**Saved data entries**
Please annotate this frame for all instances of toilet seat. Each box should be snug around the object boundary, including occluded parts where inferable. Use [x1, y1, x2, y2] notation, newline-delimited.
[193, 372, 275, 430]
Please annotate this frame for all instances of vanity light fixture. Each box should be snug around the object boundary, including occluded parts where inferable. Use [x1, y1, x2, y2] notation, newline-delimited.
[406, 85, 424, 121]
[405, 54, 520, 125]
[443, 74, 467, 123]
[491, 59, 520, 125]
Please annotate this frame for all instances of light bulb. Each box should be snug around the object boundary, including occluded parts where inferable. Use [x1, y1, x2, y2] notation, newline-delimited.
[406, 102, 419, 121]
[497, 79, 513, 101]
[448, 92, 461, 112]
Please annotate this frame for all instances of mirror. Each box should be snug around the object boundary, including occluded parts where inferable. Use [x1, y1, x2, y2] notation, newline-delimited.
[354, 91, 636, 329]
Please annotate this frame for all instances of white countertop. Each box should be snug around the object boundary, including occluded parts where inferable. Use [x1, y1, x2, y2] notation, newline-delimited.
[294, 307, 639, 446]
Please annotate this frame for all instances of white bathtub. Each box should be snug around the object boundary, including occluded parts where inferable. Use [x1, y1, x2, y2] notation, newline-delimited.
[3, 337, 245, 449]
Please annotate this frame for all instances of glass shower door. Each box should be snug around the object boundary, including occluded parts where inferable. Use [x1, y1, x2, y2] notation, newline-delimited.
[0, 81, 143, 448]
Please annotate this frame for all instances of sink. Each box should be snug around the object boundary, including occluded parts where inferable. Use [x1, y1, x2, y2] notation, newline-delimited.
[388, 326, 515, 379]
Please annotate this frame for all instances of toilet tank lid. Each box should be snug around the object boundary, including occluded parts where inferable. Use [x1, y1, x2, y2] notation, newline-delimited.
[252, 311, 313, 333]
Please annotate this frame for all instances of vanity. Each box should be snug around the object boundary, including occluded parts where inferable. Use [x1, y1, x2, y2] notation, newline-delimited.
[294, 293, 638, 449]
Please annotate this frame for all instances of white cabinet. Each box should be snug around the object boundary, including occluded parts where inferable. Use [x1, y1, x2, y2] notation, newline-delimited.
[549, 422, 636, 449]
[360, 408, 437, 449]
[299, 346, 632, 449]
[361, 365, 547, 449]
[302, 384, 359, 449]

**TASK DETAILS**
Please make an exact copy of every record, leaving nothing out.

**OUTPUT BELOW**
Please annotate this frame for all instances of toilet seat. Each box should be snug around the object boundary, including occluded parts where inferable. Use [x1, y1, x2, y2] notation, newline-delimited.
[193, 372, 275, 430]
Please annotate this frame for all instances of vanity light fixture. Each box should be snug around the object boundary, including occluded parts where inferable. Use [x1, y1, x2, y2] notation, newline-delimited.
[406, 85, 424, 121]
[405, 54, 520, 125]
[443, 74, 467, 123]
[491, 59, 520, 125]
Please annotate this frame for all instances of light bulb. Each box should be snug around the object boundary, including occluded parts where inferable. Use [x1, y1, x2, y2] notation, newline-delimited.
[406, 102, 419, 121]
[497, 79, 513, 101]
[448, 92, 461, 112]
Please annotate this frame for all instances of mirror. Each box should be snug around the object boundary, including occluded parts where inferable. Use [x1, y1, x2, y2] notation, newline-delimited.
[354, 91, 636, 329]
Please annotate this frame for all instances of white countertop. Each box should be snug around the object boundary, including occluded parts where inferable. Use [x1, y1, x2, y2] notation, newline-delimited.
[294, 307, 639, 446]
Please annotate this frame for all instances of white bathtub. Each box should be snug around the object boundary, including occluded parts where inferable. Use [x1, y1, x2, y2] notation, newline-delimited.
[3, 337, 245, 449]
Please annotate this frame for all instances of glass shower door. Each box should be snug around the object boundary, including occluded parts where inferable. Use [x1, y1, x2, y2] notation, newline-delimited.
[0, 81, 143, 448]
Please annotate this frame for all instances of sink. Each box should be snug around the object boundary, including occluded parts where inferable. Use [x1, y1, x2, y2] notation, newline-delimited.
[388, 326, 515, 379]
Please annotate this frame for all instances of toilet tank lid. Each box should be snug around the object boundary, including occluded parts where inferable. Use [x1, y1, x2, y2] notation, newline-delimited.
[252, 311, 313, 333]
Please annotate this frame for all instances of vanity. Each box should be snug around the object boundary, including occluded parts where inferable. Use [x1, y1, x2, y2] notation, newline-delimited.
[294, 293, 638, 449]
Please annotate this frame for all instances of white cabinet. Each box should be snug around the object boundary, including occluded parts where inferable. Use [x1, y1, x2, y2] notation, newline-delimited.
[549, 422, 636, 449]
[360, 408, 437, 449]
[299, 346, 632, 449]
[361, 365, 547, 449]
[302, 384, 359, 449]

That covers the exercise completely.